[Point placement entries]
--
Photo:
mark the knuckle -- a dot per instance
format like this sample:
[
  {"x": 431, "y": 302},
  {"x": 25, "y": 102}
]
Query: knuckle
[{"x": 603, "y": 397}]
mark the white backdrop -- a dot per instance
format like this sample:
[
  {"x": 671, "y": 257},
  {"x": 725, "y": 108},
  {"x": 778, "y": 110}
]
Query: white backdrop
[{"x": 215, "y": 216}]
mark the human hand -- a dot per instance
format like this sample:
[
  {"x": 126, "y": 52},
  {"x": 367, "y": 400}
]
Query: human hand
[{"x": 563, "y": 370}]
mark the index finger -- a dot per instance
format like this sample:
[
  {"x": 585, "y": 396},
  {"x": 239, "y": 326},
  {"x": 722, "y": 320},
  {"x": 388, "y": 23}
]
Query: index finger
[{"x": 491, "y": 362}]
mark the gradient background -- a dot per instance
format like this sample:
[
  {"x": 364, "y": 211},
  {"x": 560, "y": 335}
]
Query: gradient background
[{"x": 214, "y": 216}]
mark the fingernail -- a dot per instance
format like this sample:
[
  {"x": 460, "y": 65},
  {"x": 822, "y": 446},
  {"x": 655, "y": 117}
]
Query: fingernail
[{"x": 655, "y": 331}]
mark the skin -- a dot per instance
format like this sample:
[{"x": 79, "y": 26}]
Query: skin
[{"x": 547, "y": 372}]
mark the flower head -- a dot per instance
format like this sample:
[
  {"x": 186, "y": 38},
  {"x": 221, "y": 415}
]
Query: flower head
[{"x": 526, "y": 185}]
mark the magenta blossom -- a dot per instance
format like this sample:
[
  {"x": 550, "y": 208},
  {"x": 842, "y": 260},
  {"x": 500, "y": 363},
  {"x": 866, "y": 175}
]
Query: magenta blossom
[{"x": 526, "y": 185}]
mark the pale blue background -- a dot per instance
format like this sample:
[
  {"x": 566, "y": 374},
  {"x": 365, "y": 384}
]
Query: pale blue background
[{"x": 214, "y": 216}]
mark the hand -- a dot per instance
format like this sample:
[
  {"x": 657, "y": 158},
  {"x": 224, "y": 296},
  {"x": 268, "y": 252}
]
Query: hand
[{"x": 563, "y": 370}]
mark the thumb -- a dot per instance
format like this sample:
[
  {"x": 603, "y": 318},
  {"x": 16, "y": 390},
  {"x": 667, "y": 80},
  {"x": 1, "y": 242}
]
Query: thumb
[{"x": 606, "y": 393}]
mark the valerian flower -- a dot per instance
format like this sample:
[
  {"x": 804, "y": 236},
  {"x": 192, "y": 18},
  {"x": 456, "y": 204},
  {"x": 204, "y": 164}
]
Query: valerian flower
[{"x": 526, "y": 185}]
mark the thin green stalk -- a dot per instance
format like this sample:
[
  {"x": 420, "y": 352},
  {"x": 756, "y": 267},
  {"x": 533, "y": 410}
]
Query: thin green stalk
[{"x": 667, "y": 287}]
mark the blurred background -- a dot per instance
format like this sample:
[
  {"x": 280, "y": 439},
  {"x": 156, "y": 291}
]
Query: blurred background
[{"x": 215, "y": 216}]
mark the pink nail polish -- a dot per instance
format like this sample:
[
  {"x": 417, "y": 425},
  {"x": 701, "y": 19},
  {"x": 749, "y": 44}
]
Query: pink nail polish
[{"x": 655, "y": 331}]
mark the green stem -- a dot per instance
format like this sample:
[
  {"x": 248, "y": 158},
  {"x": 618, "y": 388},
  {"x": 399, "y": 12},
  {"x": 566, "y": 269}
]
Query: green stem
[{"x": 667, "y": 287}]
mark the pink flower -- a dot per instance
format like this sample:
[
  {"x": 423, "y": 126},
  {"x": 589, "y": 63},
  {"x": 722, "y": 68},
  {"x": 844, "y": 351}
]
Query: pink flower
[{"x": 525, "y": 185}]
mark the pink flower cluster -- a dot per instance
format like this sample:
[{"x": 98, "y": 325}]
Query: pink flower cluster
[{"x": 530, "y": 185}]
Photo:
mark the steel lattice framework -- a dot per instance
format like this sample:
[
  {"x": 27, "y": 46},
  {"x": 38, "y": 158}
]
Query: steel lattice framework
--
### The exercise
Rewrite the entries from the line containing "mark the pink flower -- a dot per instance" through the end of the entries, changing "sample" to "example" and leaving everything else as it is.

### Output
mark the pink flower -- a dot per instance
format like this example:
[
  {"x": 423, "y": 126},
  {"x": 589, "y": 63},
  {"x": 722, "y": 68},
  {"x": 844, "y": 351}
]
Query: pink flower
[{"x": 525, "y": 185}]
mark the pink flower cluster -- a dot per instance
format like this example:
[{"x": 98, "y": 325}]
Query: pink flower cluster
[{"x": 530, "y": 185}]
Photo:
mark the steel lattice framework -- a dot per instance
format like this example:
[
  {"x": 27, "y": 46},
  {"x": 38, "y": 158}
]
Query: steel lattice framework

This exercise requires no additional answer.